Your result should be the lines holding the word "query", copied from the entries below.

##########

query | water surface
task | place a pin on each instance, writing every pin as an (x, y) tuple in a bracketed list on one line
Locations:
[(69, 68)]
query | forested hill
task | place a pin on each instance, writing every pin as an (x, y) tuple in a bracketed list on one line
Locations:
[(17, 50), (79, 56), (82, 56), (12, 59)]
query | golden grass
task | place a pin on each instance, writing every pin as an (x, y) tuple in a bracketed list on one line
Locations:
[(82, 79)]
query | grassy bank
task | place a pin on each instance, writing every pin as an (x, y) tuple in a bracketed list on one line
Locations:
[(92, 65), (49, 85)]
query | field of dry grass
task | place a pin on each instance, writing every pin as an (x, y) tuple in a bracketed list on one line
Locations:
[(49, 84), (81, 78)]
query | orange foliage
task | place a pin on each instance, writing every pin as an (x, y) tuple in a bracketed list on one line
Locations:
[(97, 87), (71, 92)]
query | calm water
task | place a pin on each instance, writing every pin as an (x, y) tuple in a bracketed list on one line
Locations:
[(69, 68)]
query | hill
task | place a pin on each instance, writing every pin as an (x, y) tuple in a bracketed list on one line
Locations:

##########

▸ **SOLUTION TO THIS PROBLEM**:
query | water surface
query | forested hill
query | golden grass
query | grassy bank
query | field of dry grass
query | orange foliage
query | calm water
query | hill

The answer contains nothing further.